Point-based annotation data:
========================================================================
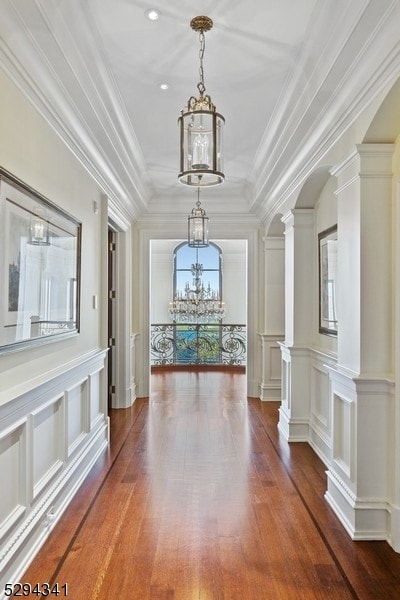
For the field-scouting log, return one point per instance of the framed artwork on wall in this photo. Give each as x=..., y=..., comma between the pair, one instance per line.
x=40, y=268
x=327, y=262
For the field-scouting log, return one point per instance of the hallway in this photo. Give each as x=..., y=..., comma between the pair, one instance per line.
x=199, y=498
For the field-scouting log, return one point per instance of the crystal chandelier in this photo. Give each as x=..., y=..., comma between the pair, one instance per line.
x=200, y=128
x=199, y=304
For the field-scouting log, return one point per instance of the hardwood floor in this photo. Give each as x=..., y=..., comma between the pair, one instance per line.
x=199, y=498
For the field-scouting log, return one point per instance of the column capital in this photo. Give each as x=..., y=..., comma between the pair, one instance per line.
x=298, y=217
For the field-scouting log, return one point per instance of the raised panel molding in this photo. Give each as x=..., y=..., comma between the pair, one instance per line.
x=46, y=451
x=271, y=371
x=359, y=476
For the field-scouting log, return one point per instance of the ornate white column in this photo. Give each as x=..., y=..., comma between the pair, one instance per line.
x=362, y=386
x=294, y=414
x=274, y=318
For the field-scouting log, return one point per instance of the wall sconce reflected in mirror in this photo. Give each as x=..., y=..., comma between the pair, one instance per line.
x=39, y=231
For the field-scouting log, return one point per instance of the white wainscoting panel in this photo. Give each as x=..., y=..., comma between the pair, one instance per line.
x=321, y=405
x=12, y=469
x=52, y=431
x=47, y=443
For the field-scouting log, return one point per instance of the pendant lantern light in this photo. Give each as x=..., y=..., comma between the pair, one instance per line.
x=201, y=129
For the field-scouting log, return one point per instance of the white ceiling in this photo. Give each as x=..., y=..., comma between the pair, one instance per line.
x=288, y=75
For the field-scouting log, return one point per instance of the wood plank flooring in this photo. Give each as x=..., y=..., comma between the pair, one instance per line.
x=198, y=498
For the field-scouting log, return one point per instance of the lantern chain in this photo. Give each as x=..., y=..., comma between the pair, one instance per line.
x=200, y=86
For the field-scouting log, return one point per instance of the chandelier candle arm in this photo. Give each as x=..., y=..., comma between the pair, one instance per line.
x=198, y=304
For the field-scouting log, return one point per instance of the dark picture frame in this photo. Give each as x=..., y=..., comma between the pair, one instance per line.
x=40, y=247
x=327, y=267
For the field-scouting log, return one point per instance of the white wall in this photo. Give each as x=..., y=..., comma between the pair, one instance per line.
x=53, y=405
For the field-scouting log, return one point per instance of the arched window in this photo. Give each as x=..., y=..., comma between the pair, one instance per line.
x=211, y=260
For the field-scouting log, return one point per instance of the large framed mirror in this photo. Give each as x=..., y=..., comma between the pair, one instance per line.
x=40, y=267
x=327, y=255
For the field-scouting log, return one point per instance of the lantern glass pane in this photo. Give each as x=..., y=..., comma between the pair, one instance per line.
x=201, y=148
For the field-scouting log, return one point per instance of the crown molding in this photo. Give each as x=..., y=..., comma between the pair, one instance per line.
x=86, y=111
x=290, y=153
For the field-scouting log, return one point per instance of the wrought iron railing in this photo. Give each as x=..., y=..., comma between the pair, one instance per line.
x=198, y=344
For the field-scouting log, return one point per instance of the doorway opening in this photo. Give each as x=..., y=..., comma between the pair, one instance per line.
x=191, y=343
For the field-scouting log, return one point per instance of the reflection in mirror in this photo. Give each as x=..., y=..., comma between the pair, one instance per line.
x=327, y=240
x=39, y=269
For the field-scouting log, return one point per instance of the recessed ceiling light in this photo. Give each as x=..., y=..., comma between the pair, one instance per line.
x=152, y=14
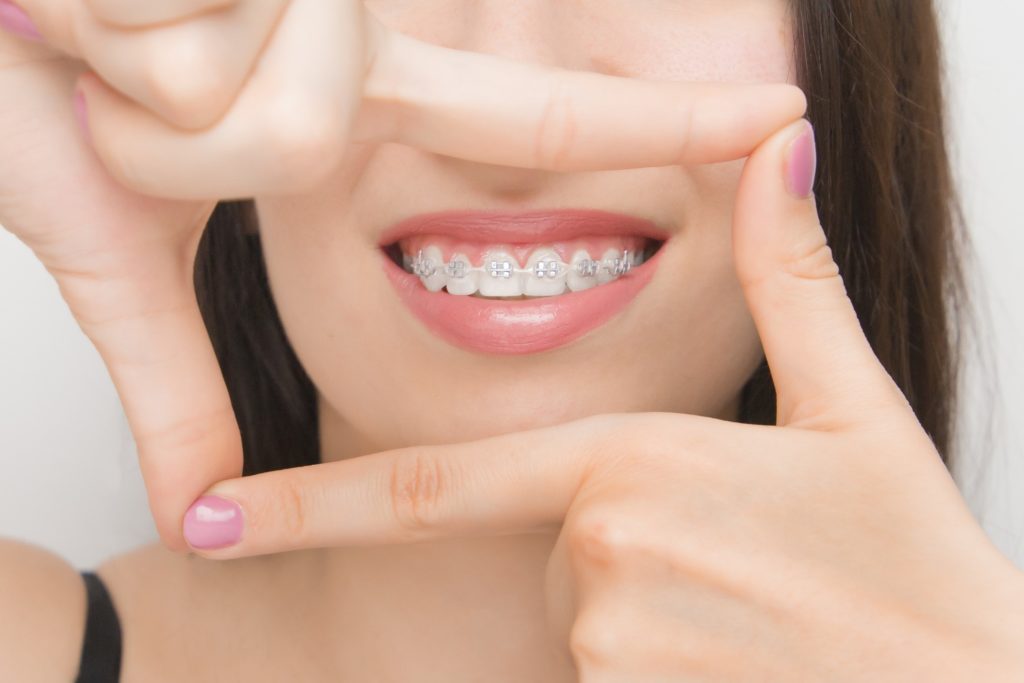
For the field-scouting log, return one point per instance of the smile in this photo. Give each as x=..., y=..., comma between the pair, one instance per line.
x=519, y=283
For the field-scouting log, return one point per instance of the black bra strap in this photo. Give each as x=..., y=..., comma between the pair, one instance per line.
x=101, y=645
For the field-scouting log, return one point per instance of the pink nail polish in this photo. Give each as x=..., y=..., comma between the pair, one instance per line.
x=802, y=164
x=14, y=19
x=213, y=522
x=81, y=113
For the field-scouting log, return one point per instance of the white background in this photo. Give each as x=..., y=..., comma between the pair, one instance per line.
x=69, y=479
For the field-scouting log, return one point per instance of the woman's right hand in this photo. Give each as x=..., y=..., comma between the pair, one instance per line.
x=200, y=100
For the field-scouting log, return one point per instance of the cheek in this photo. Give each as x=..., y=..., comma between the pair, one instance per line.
x=741, y=41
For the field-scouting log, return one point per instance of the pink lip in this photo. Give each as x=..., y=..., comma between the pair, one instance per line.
x=528, y=326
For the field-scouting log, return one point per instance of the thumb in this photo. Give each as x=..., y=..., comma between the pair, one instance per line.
x=825, y=373
x=138, y=308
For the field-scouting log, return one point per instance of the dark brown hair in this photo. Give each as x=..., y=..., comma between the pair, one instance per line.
x=872, y=74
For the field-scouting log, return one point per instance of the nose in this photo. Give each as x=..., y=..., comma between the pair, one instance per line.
x=543, y=32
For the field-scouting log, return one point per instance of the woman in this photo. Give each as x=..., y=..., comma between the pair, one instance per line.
x=603, y=483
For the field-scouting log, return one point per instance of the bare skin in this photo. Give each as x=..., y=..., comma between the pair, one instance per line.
x=443, y=605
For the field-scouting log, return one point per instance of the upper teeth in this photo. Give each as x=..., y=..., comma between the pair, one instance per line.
x=500, y=274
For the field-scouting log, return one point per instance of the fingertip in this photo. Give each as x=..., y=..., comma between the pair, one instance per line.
x=800, y=166
x=213, y=522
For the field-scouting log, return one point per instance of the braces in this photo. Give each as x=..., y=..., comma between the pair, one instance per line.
x=587, y=267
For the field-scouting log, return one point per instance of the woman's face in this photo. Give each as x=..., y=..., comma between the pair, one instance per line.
x=685, y=343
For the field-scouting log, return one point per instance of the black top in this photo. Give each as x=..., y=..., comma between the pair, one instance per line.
x=101, y=645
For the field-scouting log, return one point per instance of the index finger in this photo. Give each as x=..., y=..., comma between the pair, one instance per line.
x=291, y=124
x=498, y=111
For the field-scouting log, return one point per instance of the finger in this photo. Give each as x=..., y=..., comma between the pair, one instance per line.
x=493, y=110
x=135, y=13
x=286, y=129
x=513, y=483
x=187, y=73
x=825, y=373
x=292, y=123
x=142, y=316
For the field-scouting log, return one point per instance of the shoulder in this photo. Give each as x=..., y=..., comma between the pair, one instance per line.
x=181, y=612
x=42, y=614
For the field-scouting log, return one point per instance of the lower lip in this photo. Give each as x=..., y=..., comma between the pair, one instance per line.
x=518, y=327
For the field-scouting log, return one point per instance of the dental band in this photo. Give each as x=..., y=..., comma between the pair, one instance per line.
x=587, y=267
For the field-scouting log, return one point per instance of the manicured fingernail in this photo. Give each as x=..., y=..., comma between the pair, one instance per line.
x=213, y=522
x=802, y=164
x=14, y=19
x=81, y=113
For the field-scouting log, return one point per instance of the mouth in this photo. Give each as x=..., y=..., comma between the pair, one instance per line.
x=519, y=283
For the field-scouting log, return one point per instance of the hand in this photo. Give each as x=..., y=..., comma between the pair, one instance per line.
x=832, y=547
x=198, y=100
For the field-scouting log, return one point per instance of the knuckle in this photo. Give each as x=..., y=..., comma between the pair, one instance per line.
x=812, y=260
x=598, y=539
x=285, y=507
x=187, y=79
x=556, y=132
x=419, y=486
x=295, y=509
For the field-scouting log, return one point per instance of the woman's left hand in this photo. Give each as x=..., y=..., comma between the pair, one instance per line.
x=832, y=547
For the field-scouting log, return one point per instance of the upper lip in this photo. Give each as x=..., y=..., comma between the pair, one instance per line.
x=522, y=226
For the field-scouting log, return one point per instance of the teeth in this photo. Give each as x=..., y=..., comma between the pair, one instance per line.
x=500, y=274
x=547, y=273
x=578, y=279
x=431, y=269
x=461, y=280
x=609, y=259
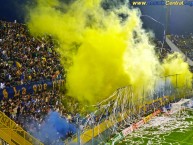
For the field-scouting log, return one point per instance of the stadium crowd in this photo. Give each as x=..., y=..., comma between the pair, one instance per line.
x=24, y=59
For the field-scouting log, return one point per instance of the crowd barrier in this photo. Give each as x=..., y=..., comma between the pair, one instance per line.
x=13, y=134
x=144, y=110
x=35, y=87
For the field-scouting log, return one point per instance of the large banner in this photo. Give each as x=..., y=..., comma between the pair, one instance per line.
x=35, y=87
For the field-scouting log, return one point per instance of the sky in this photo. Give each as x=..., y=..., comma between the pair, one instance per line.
x=180, y=22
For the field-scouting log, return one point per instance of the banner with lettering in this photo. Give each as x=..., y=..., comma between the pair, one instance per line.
x=35, y=87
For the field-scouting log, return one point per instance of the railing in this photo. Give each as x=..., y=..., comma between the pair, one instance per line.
x=13, y=134
x=87, y=135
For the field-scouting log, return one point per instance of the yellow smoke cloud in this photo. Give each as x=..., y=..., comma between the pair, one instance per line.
x=100, y=51
x=177, y=70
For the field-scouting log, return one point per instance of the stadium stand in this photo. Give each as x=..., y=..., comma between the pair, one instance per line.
x=24, y=59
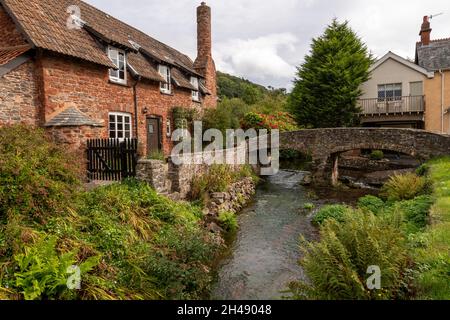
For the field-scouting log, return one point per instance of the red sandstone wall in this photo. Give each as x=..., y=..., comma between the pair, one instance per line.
x=19, y=101
x=71, y=82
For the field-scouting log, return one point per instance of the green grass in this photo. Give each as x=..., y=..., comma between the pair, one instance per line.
x=434, y=256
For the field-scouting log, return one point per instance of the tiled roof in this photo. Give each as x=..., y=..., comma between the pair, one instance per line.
x=45, y=25
x=10, y=53
x=71, y=117
x=435, y=56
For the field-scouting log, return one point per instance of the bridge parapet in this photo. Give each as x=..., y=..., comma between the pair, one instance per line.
x=325, y=144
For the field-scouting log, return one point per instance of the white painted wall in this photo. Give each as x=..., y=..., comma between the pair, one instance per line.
x=389, y=72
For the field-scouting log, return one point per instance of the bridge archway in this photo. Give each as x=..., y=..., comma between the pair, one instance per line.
x=325, y=145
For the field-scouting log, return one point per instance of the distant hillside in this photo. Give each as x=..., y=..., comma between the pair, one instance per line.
x=235, y=87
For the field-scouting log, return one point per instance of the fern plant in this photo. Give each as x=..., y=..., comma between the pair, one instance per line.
x=337, y=265
x=403, y=187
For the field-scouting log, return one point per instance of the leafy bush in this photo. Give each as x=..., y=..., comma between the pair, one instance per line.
x=415, y=213
x=37, y=178
x=141, y=237
x=218, y=178
x=41, y=272
x=227, y=115
x=377, y=155
x=228, y=221
x=371, y=203
x=335, y=212
x=157, y=155
x=403, y=187
x=282, y=121
x=337, y=265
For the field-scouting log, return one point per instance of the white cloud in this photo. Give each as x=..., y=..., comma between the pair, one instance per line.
x=259, y=58
x=264, y=40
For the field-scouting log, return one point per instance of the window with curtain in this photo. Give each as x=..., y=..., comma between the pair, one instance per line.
x=119, y=125
x=195, y=93
x=164, y=71
x=389, y=92
x=118, y=57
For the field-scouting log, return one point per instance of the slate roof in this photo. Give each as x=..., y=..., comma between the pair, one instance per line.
x=44, y=23
x=435, y=56
x=10, y=53
x=71, y=117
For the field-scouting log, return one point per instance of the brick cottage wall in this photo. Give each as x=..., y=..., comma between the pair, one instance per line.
x=19, y=100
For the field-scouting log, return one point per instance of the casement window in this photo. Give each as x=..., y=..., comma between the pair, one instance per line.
x=119, y=125
x=390, y=92
x=195, y=93
x=118, y=57
x=168, y=128
x=164, y=71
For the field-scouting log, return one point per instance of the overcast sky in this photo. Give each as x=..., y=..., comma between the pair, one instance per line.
x=264, y=40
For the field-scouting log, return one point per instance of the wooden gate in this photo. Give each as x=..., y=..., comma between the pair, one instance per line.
x=111, y=159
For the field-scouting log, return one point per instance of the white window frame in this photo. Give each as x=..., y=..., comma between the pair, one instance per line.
x=164, y=71
x=195, y=93
x=114, y=126
x=394, y=87
x=114, y=75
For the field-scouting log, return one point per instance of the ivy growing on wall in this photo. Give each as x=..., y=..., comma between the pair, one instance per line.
x=184, y=118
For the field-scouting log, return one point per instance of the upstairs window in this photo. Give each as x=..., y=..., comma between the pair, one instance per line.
x=164, y=71
x=195, y=93
x=390, y=92
x=118, y=57
x=119, y=125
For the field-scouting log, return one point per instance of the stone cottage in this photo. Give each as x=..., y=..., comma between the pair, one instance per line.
x=80, y=73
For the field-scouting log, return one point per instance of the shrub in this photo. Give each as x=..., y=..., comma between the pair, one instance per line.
x=371, y=203
x=403, y=187
x=335, y=212
x=228, y=221
x=377, y=155
x=282, y=121
x=41, y=272
x=337, y=265
x=37, y=178
x=218, y=178
x=415, y=213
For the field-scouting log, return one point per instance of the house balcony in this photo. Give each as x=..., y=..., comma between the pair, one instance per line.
x=405, y=111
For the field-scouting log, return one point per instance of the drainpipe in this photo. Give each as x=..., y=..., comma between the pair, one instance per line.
x=136, y=122
x=442, y=98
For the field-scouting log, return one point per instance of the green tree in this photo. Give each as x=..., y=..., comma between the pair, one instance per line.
x=328, y=83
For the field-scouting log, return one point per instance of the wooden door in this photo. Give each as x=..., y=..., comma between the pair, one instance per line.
x=153, y=135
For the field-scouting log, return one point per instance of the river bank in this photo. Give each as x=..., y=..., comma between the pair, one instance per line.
x=263, y=257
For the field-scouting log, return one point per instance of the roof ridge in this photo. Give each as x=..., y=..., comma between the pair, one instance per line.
x=442, y=39
x=19, y=47
x=134, y=28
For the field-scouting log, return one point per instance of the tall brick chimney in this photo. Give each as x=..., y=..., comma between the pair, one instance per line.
x=204, y=64
x=425, y=31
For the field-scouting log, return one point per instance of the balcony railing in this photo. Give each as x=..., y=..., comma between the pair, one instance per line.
x=397, y=105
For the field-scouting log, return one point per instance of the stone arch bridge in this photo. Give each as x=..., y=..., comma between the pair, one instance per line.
x=325, y=145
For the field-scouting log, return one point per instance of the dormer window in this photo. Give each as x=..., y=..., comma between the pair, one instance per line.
x=164, y=71
x=118, y=57
x=195, y=93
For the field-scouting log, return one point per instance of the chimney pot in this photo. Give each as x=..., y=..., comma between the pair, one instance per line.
x=204, y=41
x=425, y=31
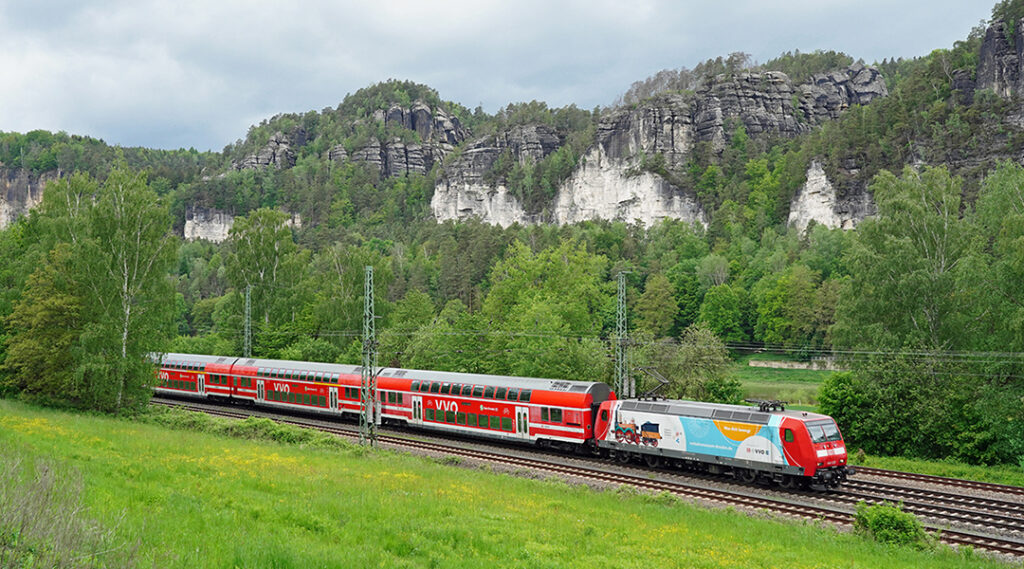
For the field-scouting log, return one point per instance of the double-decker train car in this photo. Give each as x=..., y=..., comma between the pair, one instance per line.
x=791, y=448
x=767, y=444
x=550, y=411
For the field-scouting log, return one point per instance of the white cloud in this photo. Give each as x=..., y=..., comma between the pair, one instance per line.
x=196, y=73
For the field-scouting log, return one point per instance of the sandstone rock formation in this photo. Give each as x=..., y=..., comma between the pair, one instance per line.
x=20, y=190
x=278, y=152
x=614, y=180
x=438, y=133
x=817, y=201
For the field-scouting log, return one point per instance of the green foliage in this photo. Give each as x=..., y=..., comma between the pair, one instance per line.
x=45, y=523
x=889, y=524
x=696, y=366
x=801, y=67
x=103, y=286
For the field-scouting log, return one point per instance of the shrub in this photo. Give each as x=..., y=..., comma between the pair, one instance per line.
x=889, y=524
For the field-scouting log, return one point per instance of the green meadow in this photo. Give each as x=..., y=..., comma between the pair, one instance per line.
x=188, y=497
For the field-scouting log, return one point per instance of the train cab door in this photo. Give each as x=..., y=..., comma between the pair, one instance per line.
x=417, y=409
x=522, y=423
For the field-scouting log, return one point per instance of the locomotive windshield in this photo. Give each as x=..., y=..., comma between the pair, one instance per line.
x=823, y=431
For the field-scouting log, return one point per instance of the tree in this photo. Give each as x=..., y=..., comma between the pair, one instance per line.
x=109, y=266
x=722, y=312
x=696, y=366
x=909, y=286
x=656, y=307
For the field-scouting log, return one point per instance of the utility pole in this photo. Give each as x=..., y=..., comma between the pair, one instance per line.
x=624, y=383
x=247, y=343
x=368, y=421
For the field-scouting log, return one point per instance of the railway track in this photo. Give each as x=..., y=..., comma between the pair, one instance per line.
x=943, y=481
x=832, y=508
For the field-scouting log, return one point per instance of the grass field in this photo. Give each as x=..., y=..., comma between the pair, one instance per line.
x=799, y=387
x=196, y=499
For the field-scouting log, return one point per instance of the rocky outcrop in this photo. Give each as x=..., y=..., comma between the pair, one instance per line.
x=215, y=225
x=20, y=191
x=278, y=152
x=830, y=93
x=206, y=223
x=438, y=133
x=999, y=61
x=817, y=201
x=622, y=175
x=470, y=188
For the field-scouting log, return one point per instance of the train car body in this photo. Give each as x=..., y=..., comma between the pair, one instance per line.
x=788, y=447
x=555, y=411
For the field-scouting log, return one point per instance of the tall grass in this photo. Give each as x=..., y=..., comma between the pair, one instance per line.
x=45, y=524
x=197, y=499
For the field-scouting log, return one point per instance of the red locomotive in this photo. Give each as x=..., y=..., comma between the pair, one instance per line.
x=767, y=443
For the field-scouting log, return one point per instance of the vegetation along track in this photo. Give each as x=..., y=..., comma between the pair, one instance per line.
x=837, y=514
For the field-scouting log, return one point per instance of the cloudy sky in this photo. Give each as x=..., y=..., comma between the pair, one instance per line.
x=198, y=73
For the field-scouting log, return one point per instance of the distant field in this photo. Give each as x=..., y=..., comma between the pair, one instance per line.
x=195, y=499
x=796, y=386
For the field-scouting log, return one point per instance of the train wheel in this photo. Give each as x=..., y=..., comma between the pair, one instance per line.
x=747, y=475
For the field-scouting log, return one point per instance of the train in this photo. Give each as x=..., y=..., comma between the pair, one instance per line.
x=764, y=443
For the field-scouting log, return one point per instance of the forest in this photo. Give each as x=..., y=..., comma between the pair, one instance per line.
x=923, y=304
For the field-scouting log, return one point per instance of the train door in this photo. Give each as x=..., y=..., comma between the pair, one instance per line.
x=522, y=423
x=417, y=409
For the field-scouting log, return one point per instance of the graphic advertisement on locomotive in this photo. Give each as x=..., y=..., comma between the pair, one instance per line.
x=695, y=435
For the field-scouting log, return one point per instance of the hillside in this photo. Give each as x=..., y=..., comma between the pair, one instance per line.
x=724, y=193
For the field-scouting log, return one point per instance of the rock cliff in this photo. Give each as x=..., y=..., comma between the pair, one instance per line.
x=19, y=191
x=437, y=131
x=614, y=180
x=817, y=201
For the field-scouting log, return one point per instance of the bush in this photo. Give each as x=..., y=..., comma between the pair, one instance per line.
x=889, y=524
x=43, y=522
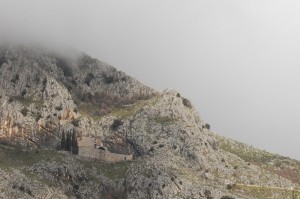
========================================================================
*EXERCISE TASK*
Find every line in the records above that contains the string "molding", treating uppercase and lowercase as different, and copy each of those lines.

*CORRECT ANSWER*
For the field-scouting log, return one point per instance of the raised panel molding in this photo. Give each as x=..., y=..., comma between the pair, one instance per line.
For the field-scouting log, return one point per instance of the crown molding in this photo. Give each as x=..., y=..., comma between the pair, one instance per line.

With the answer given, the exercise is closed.